_DOCUMENTTEKST_:

"""

Trends en ontwikkelingen
Het afgelopen jaar is er opnieuw een groot aantal gemeenten aan de slag gegaan met een laadvisie op lokaal of regionaal niveau voor de verschillende modaliteiten (waaronder ook bestel- en vrachtvoertuigen) en typen laadinfrastructuur (snel laden, regulier, privaat, publiek). In meerdere regio’s is afgelopen jaar een nieuwe concessie gestart of is er een in voorbereiding, zodat ook de komende jaren meer publieke laadpunten kunnen worden uitgerold.
Naast netcongestie signaleert de NAL in de rapportage ook andere knelpunten waaronder de kosten voor elektrisch laden. Door de energiecrisis is er sprake van sterk schommelende prijzen. Elektrisch rijden is economisch gezien minder aantrekkelijk geworden dan het rijden in een brandstofauto. De NAL stelt dat elektrisch rijden financieel aantrekkelijker moet zijn dan rijden op benzine of diesel, en vraagt het kabinet uitdrukkelijk hier maatregelen op te voeren. Ook de transparantie over gehanteerde prijzen bij een laadpunt moet beter.

"""

_GEGEVENS OEFENING_:
"""

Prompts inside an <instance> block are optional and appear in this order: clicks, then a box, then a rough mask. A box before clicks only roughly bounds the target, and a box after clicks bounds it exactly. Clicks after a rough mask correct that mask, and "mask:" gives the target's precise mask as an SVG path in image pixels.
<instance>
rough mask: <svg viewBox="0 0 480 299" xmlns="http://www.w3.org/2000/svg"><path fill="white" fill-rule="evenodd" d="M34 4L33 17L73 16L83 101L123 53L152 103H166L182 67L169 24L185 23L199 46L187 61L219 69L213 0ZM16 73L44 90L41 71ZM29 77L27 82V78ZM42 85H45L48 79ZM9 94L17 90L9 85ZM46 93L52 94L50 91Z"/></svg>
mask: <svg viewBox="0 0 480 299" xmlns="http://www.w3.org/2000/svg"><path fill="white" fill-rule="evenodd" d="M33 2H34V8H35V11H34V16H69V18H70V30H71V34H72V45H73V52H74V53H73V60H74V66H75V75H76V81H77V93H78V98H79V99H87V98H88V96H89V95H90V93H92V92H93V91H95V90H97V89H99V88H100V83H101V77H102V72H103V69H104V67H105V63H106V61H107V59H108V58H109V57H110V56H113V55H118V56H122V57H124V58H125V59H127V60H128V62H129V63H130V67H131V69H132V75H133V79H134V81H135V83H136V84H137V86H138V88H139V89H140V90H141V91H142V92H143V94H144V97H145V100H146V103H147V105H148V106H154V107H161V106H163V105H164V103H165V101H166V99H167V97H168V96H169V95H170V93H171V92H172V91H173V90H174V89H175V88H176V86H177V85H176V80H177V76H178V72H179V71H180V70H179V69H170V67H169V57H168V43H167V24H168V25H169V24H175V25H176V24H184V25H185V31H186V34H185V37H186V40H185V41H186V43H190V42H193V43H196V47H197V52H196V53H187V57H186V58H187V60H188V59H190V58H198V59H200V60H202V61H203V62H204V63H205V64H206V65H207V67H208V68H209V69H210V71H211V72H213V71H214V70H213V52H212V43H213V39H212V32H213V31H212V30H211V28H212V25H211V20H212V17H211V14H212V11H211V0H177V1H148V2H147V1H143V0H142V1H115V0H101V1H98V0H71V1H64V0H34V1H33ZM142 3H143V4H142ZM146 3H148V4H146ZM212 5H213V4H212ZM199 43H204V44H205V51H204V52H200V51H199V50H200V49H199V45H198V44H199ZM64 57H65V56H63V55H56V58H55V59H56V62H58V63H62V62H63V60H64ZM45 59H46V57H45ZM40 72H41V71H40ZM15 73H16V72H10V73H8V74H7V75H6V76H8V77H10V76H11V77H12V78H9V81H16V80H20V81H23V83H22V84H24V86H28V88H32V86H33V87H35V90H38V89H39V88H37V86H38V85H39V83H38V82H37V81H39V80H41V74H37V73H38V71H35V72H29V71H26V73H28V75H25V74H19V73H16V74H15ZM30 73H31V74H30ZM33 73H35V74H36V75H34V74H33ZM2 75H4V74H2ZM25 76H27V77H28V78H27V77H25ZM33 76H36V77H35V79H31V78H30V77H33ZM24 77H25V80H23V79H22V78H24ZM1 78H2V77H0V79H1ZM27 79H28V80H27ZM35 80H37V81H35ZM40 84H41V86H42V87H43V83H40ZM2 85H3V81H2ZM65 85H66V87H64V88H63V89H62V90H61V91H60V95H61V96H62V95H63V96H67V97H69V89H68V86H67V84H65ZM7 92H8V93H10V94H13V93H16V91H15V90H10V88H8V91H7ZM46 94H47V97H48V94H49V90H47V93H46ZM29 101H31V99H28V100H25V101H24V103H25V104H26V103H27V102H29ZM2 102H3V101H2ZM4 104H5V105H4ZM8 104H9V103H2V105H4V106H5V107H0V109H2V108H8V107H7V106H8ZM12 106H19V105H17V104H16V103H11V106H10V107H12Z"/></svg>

"""

_VRAGEN OVER MATERIAAL_:
(a) Geef het gedeelte van de tekst over laadinfrastructuur opnieuw weer, beginnend bij "Trends en ontwikkelingen" en doorlopend tot en met "kunnen worden uitgerold.". Vervang daarbij "laadvisie" door "laadstrategie".
(b) Welke typen laadinfrastructuur worden in de tekst over laadinfrastructuur opgesomd?

_ANTWOORDEN HIERONDER_:
(a)
Trends en ontwikkelingen
Het afgelopen jaar is er opnieuw een groot aantal gemeenten aan de slag gegaan met een laadstrategie op lokaal of regionaal niveau voor de verschillende modaliteiten (waaronder ook bestel- en vrachtvoertuigen) en typen laadinfrastructuur (snel laden, regulier, privaat, publiek). In meerdere regio’s is afgelopen jaar een nieuwe concessie gestart of is er een in voorbereiding, zodat ook de komende jaren meer publieke laadpunten kunnen worden uitgerold.

(b)
- snel laden
- regulier
- privaat
- publiek